▶ [EXERCISE DESCRIPTION] Copy the entries below with every "BATCH JOB" changed to "BATCH RUN" and all other text left as it is. Omit the pictures from your copy.

****************************************

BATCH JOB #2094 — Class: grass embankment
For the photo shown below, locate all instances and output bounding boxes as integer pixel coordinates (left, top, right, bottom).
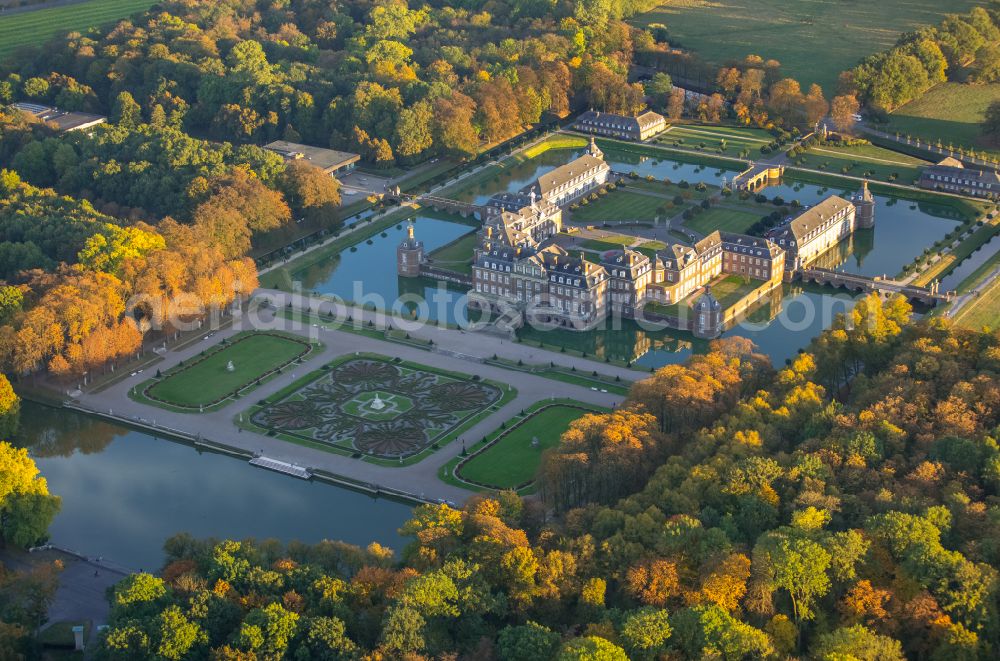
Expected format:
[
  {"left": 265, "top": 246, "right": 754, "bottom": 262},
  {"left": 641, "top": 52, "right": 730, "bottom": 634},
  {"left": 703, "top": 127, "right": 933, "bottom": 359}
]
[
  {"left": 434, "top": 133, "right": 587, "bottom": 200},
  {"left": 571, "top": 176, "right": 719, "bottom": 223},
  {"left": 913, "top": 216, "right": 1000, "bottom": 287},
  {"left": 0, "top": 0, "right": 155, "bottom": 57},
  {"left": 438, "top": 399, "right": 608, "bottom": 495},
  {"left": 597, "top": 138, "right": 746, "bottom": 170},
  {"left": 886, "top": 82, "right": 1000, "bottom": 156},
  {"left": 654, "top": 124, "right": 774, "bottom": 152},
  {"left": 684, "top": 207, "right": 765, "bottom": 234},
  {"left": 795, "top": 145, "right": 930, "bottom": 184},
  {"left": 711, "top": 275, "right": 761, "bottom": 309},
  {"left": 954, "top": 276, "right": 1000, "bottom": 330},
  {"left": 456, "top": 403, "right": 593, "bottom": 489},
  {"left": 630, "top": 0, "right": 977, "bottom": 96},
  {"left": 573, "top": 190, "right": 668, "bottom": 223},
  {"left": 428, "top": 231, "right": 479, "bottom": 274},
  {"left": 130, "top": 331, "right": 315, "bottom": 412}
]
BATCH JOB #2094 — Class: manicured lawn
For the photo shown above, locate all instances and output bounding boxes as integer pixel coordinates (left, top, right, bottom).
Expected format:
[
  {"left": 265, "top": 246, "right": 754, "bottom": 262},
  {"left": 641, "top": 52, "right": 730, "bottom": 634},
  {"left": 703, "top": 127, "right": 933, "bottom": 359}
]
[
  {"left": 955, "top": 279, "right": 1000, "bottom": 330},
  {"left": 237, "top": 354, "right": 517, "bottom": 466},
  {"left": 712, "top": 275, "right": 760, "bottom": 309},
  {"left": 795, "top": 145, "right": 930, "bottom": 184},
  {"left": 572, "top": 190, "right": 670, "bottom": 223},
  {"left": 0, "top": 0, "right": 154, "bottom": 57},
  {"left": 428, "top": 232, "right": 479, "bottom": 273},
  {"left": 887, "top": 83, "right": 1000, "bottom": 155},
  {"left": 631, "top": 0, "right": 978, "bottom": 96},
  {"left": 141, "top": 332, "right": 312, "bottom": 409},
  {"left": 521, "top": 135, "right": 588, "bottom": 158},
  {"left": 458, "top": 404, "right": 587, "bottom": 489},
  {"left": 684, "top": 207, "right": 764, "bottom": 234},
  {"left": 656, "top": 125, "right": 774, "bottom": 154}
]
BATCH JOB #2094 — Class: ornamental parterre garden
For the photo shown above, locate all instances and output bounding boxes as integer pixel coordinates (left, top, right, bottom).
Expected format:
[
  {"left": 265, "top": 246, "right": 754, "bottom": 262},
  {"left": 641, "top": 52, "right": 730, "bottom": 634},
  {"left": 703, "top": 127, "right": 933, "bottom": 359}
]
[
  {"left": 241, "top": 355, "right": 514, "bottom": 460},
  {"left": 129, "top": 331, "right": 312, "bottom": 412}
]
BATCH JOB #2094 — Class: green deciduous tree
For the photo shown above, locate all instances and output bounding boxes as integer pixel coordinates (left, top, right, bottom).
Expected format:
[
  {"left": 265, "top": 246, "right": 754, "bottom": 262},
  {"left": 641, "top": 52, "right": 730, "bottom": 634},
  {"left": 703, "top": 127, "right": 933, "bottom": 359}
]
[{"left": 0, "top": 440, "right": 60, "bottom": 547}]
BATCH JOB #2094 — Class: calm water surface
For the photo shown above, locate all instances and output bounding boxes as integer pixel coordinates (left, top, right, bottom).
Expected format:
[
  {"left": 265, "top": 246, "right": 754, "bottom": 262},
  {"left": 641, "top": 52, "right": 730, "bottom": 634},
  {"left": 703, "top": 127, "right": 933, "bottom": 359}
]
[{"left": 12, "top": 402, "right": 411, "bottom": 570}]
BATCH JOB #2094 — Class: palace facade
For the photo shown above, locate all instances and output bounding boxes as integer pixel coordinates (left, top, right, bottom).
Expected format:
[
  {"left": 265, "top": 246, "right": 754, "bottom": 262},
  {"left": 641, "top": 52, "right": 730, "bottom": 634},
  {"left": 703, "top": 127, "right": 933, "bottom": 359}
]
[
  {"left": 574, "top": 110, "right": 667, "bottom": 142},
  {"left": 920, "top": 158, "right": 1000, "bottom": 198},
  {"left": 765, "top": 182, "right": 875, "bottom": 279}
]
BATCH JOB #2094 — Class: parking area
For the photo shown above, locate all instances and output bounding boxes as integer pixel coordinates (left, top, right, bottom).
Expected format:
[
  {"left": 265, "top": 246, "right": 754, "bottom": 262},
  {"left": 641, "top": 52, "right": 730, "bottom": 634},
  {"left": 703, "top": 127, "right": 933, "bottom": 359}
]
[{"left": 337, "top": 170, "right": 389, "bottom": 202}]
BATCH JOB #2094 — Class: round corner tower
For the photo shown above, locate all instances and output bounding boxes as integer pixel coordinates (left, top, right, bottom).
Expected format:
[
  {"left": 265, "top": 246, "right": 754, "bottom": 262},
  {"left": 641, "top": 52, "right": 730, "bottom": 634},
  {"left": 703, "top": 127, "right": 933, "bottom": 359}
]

****************************************

▶ [RESPONSE FOR THIS EXERCISE]
BATCH RUN #2094 — Class: grass embankment
For the photo shown below, locate all instances and output bounding boxes as integer pixel coordinates (left, top, right, bottom).
Expected format:
[
  {"left": 265, "top": 246, "right": 754, "bottom": 262},
  {"left": 641, "top": 52, "right": 730, "bottom": 634},
  {"left": 703, "top": 127, "right": 933, "bottom": 359}
]
[
  {"left": 434, "top": 133, "right": 587, "bottom": 200},
  {"left": 571, "top": 176, "right": 719, "bottom": 223},
  {"left": 913, "top": 216, "right": 1000, "bottom": 287},
  {"left": 0, "top": 0, "right": 155, "bottom": 57},
  {"left": 438, "top": 399, "right": 608, "bottom": 495},
  {"left": 597, "top": 138, "right": 746, "bottom": 170},
  {"left": 886, "top": 82, "right": 1000, "bottom": 156},
  {"left": 654, "top": 124, "right": 774, "bottom": 152},
  {"left": 684, "top": 207, "right": 765, "bottom": 234},
  {"left": 795, "top": 145, "right": 930, "bottom": 184},
  {"left": 711, "top": 275, "right": 761, "bottom": 309},
  {"left": 954, "top": 276, "right": 1000, "bottom": 330},
  {"left": 456, "top": 403, "right": 593, "bottom": 489},
  {"left": 630, "top": 0, "right": 977, "bottom": 96},
  {"left": 573, "top": 190, "right": 668, "bottom": 223},
  {"left": 428, "top": 231, "right": 479, "bottom": 274},
  {"left": 130, "top": 331, "right": 315, "bottom": 412}
]
BATCH RUN #2094 — Class: manicured lawn
For the photo shown above, locate all instances and output bounding boxes as integer pixel coordinates (left, top, right, bottom).
Expected format:
[
  {"left": 265, "top": 246, "right": 754, "bottom": 262},
  {"left": 641, "top": 52, "right": 730, "bottom": 634},
  {"left": 703, "top": 127, "right": 933, "bottom": 359}
]
[
  {"left": 955, "top": 279, "right": 1000, "bottom": 330},
  {"left": 237, "top": 354, "right": 517, "bottom": 466},
  {"left": 712, "top": 275, "right": 760, "bottom": 309},
  {"left": 795, "top": 145, "right": 930, "bottom": 184},
  {"left": 572, "top": 190, "right": 670, "bottom": 223},
  {"left": 0, "top": 0, "right": 154, "bottom": 57},
  {"left": 428, "top": 232, "right": 479, "bottom": 273},
  {"left": 887, "top": 83, "right": 1000, "bottom": 155},
  {"left": 631, "top": 0, "right": 978, "bottom": 96},
  {"left": 141, "top": 332, "right": 312, "bottom": 409},
  {"left": 521, "top": 135, "right": 588, "bottom": 158},
  {"left": 458, "top": 404, "right": 587, "bottom": 489},
  {"left": 684, "top": 207, "right": 764, "bottom": 234},
  {"left": 656, "top": 125, "right": 774, "bottom": 154}
]
BATCH RUN #2094 — Class: ornamental parterre garden
For the photo shown above, locate all instances and output bounding boxes as integer pixel coordinates (left, top, right, bottom).
Expected format:
[
  {"left": 265, "top": 246, "right": 754, "bottom": 262},
  {"left": 641, "top": 52, "right": 730, "bottom": 634},
  {"left": 703, "top": 127, "right": 933, "bottom": 359}
]
[
  {"left": 241, "top": 355, "right": 514, "bottom": 460},
  {"left": 129, "top": 331, "right": 312, "bottom": 412}
]
BATCH RUN #2094 — Class: green deciduous tree
For the photo shown above, locate all instances and output bounding boxes as integer pixel coordinates (left, top, right, bottom).
Expected format:
[
  {"left": 265, "top": 246, "right": 754, "bottom": 262},
  {"left": 641, "top": 52, "right": 730, "bottom": 634},
  {"left": 703, "top": 127, "right": 933, "bottom": 359}
]
[{"left": 0, "top": 440, "right": 60, "bottom": 547}]
BATCH RUN #2094 — Class: calm water surface
For the photo shown above, locate all instances and output bounding boxes as integer pixel coordinates (left, top, right, bottom).
Expected format:
[
  {"left": 265, "top": 246, "right": 754, "bottom": 262},
  {"left": 641, "top": 52, "right": 730, "bottom": 634},
  {"left": 703, "top": 127, "right": 933, "bottom": 359}
]
[{"left": 12, "top": 402, "right": 411, "bottom": 570}]
BATCH RUN #2094 — Class: palace facade
For the photo shown above, locate all instances and output bounding boxes as integer pixel coordinates (left, top, right, bottom).
Expected format:
[
  {"left": 265, "top": 246, "right": 754, "bottom": 262},
  {"left": 641, "top": 52, "right": 730, "bottom": 634},
  {"left": 703, "top": 127, "right": 933, "bottom": 359}
]
[
  {"left": 574, "top": 110, "right": 667, "bottom": 142},
  {"left": 920, "top": 158, "right": 1000, "bottom": 198},
  {"left": 765, "top": 182, "right": 875, "bottom": 279}
]
BATCH RUN #2094 — Class: parking area
For the photo shown above, locate all instances and output bounding boxes as integer pixel coordinates (left, top, right, bottom).
Expected format:
[
  {"left": 265, "top": 246, "right": 754, "bottom": 262},
  {"left": 641, "top": 52, "right": 730, "bottom": 634},
  {"left": 703, "top": 127, "right": 933, "bottom": 359}
]
[{"left": 337, "top": 170, "right": 389, "bottom": 202}]
BATCH RUN #2094 — Class: round corner tower
For the photo shown above, locate all instances and output bounding boxes as integer pixel coordinates (left, top, right, bottom).
Expected format:
[
  {"left": 265, "top": 246, "right": 754, "bottom": 262},
  {"left": 641, "top": 52, "right": 730, "bottom": 634},
  {"left": 703, "top": 127, "right": 933, "bottom": 359}
]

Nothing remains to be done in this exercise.